▶ _Data provided_:
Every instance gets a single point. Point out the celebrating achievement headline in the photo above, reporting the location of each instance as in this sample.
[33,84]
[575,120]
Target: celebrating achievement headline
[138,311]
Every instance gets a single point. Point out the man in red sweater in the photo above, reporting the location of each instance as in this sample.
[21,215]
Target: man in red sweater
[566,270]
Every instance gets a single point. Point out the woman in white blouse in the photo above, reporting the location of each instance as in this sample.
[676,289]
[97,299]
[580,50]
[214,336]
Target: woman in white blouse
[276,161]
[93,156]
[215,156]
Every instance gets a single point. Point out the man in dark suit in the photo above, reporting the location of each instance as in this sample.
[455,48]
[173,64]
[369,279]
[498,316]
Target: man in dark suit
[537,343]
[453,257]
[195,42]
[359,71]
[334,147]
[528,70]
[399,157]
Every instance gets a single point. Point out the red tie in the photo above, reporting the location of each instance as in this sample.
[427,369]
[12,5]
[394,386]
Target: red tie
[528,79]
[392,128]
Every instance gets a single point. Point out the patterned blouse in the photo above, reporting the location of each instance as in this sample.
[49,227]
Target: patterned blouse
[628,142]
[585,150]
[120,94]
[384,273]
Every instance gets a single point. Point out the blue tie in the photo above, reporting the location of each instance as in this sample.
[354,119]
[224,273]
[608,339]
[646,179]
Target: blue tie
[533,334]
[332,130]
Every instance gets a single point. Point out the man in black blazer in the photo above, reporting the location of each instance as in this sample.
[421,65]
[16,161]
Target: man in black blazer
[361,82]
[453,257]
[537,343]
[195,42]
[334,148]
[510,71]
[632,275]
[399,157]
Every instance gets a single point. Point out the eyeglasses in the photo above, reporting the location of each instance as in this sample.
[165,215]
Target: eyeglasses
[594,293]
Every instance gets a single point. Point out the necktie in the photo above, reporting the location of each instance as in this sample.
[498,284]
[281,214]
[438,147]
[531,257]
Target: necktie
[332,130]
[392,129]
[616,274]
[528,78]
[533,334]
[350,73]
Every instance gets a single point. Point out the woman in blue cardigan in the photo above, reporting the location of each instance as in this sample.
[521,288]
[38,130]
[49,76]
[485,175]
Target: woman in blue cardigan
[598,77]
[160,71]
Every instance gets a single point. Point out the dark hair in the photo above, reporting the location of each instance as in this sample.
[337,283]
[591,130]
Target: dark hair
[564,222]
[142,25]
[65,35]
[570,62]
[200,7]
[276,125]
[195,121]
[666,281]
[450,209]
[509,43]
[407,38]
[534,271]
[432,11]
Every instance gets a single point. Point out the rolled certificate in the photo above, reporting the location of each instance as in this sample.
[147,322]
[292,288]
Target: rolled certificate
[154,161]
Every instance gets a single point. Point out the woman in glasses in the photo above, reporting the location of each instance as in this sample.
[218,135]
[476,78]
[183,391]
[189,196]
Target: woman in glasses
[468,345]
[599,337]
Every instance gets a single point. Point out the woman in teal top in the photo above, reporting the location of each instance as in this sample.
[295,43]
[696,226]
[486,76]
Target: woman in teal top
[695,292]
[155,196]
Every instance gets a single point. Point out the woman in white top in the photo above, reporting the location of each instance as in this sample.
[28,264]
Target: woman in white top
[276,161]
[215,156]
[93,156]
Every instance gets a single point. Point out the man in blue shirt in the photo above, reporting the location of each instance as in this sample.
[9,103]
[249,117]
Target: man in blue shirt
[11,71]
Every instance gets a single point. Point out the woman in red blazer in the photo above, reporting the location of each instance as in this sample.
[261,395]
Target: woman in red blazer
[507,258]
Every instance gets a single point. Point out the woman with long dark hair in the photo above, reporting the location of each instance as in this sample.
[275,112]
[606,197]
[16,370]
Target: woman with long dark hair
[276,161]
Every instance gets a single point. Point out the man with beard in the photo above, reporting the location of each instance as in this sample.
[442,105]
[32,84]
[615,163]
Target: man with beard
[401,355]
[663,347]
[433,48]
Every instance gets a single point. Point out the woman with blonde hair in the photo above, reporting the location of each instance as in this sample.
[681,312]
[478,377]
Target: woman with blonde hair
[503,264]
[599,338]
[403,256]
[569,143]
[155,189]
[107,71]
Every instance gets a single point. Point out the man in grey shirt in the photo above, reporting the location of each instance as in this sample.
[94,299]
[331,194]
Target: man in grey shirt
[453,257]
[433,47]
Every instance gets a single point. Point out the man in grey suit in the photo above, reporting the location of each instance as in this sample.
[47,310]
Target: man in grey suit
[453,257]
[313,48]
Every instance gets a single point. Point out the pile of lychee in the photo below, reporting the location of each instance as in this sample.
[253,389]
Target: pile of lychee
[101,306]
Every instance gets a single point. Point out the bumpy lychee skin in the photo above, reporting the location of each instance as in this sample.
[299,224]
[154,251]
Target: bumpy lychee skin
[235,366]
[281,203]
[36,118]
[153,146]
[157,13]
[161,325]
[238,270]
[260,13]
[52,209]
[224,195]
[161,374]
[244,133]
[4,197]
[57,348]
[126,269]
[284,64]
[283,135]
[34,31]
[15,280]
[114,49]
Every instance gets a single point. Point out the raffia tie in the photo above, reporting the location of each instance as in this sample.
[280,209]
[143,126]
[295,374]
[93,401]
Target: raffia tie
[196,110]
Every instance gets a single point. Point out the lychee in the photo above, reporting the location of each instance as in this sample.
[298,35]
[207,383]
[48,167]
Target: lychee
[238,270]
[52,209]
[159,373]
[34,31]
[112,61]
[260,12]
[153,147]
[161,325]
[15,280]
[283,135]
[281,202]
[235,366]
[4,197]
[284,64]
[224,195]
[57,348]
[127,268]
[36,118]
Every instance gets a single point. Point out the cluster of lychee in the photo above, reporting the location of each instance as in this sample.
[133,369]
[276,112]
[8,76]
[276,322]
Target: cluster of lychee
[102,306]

▶ _Directions for this task_: Retype every record above exactly as written.

▶ _Response to this exercise_:
Every instance gets a single point. Point out the celebrating achievement headline in the photo above, reporting the location of each instance as in this sample.
[33,84]
[575,120]
Target: celebrating achievement headline
[138,311]
Every instance gets a single point. Point out the man in red sweater in the photo above, reporting the location of each instance as in this sample.
[21,215]
Target: man in red sweater
[566,270]
Every instance gets a single point. Point out the woman in white blouse in the photo above, reporting the location of each instance as in this sample.
[676,289]
[97,299]
[580,50]
[214,336]
Target: woman in white blouse
[276,161]
[93,156]
[215,156]
Every instance gets a single point. Point out the man in dark suit in the photo above, reporting the location of each instance as in this sample.
[455,48]
[173,64]
[369,279]
[498,316]
Target: man in dark suit
[537,343]
[453,257]
[195,42]
[359,71]
[334,147]
[528,70]
[399,157]
Every instance gets a single point. Point out the red tie in the photo above, reporting the location of each instance as in this sample.
[427,369]
[12,5]
[394,386]
Target: red tie
[528,79]
[392,128]
Every instance gets a single point. Point out the patterned blouse in the photo above, reporting the location of each instance as in this sample.
[49,227]
Target: patterned blouse
[628,142]
[585,150]
[120,94]
[384,273]
Every instance gets a single point. Point out the blue tie in the photo above, reporting the location of each instance as in this sample.
[354,119]
[224,273]
[608,339]
[646,179]
Target: blue tie
[533,334]
[332,130]
Every instance gets a single point. Point out the man in black blazer in the photo above, reporting the location of each instance as in this sample.
[421,65]
[16,161]
Target: man in black blazer
[361,82]
[453,257]
[537,343]
[195,42]
[334,148]
[510,71]
[632,275]
[399,157]
Every instance gets a single point. Point out the eyeglasses in the photo above, reporting the location of each instance as in this sample.
[165,215]
Target: eyeglasses
[594,293]
Every instance gets a single point. Point out the necktie in the photo above, reporting the location of each instance as in this sample.
[498,284]
[281,214]
[438,147]
[531,257]
Target: necktie
[332,130]
[392,129]
[616,274]
[528,78]
[533,334]
[350,73]
Every instance gets a single point. Point out the woman in blue cardigan in the photo above, reporting the location of each instance as in this sample.
[521,288]
[38,130]
[49,76]
[485,175]
Target: woman in blue cardigan
[598,77]
[160,71]
Every instance gets a single point. Point out the dark hair in the photo above, reporting the location of each instance as in this sample.
[337,283]
[591,130]
Target: dark hair
[564,222]
[142,25]
[65,35]
[570,62]
[200,7]
[276,125]
[195,121]
[666,281]
[450,209]
[509,43]
[407,38]
[534,271]
[432,11]
Every instance gets a single point. Point out the rolled certificate in the photo above, reporting the location of each instance as in this sample.
[147,322]
[292,288]
Target: rolled certificate
[154,161]
Every instance gets a single point. Point out the woman in glasses in the photo above, reporting the location of each instance as in this sample.
[218,135]
[476,78]
[183,391]
[189,196]
Target: woman in glasses
[468,345]
[599,337]
Every instance gets a single point. Point out the woman in teal top in the photo above, reporting the location of each instance as in this sample.
[295,43]
[696,226]
[486,76]
Target: woman in teal top
[695,292]
[155,196]
Every instance gets a single point. Point out the woman in white top in the photo above, reporting the location of each instance as in this sample.
[28,264]
Target: woman in white top
[276,161]
[215,156]
[93,156]
Every instance gets a single point. Point out the man in blue shirt in the photo above, reporting the location of each instance as in this sample.
[9,103]
[249,117]
Target: man in blue shirt
[11,71]
Every instance gets a single point. Point out the woman in red blazer in the photo above, reporting the location of each instance as in this sample.
[261,395]
Target: woman in red blazer
[507,258]
Every instance gets a single point. Point out the woman with long dark hair in the photo above, reporting the location of each instance as in this sample.
[275,112]
[606,197]
[16,370]
Target: woman with long dark hair
[276,161]
Every instance gets a single point. Point out the man with beard in the photo above, reporting the location of each instance as in this sample.
[442,105]
[32,84]
[615,163]
Target: man with beard
[401,355]
[663,347]
[433,48]
Every instance gets a single point. Point out the woman with blonde hair in the photo above, reporting the location of each instance as in this sample.
[681,312]
[478,377]
Target: woman with blonde hair
[503,264]
[599,338]
[403,256]
[569,143]
[155,189]
[107,71]
Every instance gets a single point. Point out the man in grey shirt in the photo above, reporting the location of each instance as in this sample.
[94,299]
[331,194]
Target: man in grey shirt
[453,257]
[433,47]
Every instance gets a single point. Point out the man in grey suit in the photo above, reporting the location of each instance as in this sample.
[47,310]
Target: man in grey suit
[453,257]
[313,48]
Every instance gets a single point. Point out the pile of lychee in the photo below, reporting the location of each instance as in this sample.
[253,389]
Target: pile of lychee
[101,306]
Every instance gets a single point. Point out the bumpy lychee skin in the photo above, reporting the location of each instance as in this sample.
[299,224]
[154,251]
Target: bumpy lychee skin
[235,366]
[281,203]
[36,118]
[153,146]
[157,13]
[161,325]
[238,270]
[260,13]
[52,209]
[224,195]
[161,374]
[244,133]
[4,197]
[57,348]
[126,269]
[284,64]
[283,135]
[34,31]
[15,280]
[114,49]
Every instance gets a single point. Point out the raffia tie in the photo above, reporting the location of each instance as in this sample.
[280,209]
[143,126]
[295,374]
[93,401]
Target: raffia tie
[196,110]
Every instance gets a single point. Point out the lychee in the photo above, reporting the location of each instance as in this sample.
[298,35]
[207,383]
[48,167]
Target: lychee
[238,270]
[52,209]
[159,373]
[34,31]
[112,61]
[260,12]
[153,147]
[161,325]
[15,280]
[283,135]
[281,202]
[235,366]
[4,197]
[284,64]
[224,195]
[57,348]
[127,268]
[36,118]
Every instance gets a single point. Point out the cluster of lychee in the photo above, reporting the location of each instance as in this sample.
[133,369]
[276,112]
[8,76]
[276,322]
Target: cluster of lychee
[102,306]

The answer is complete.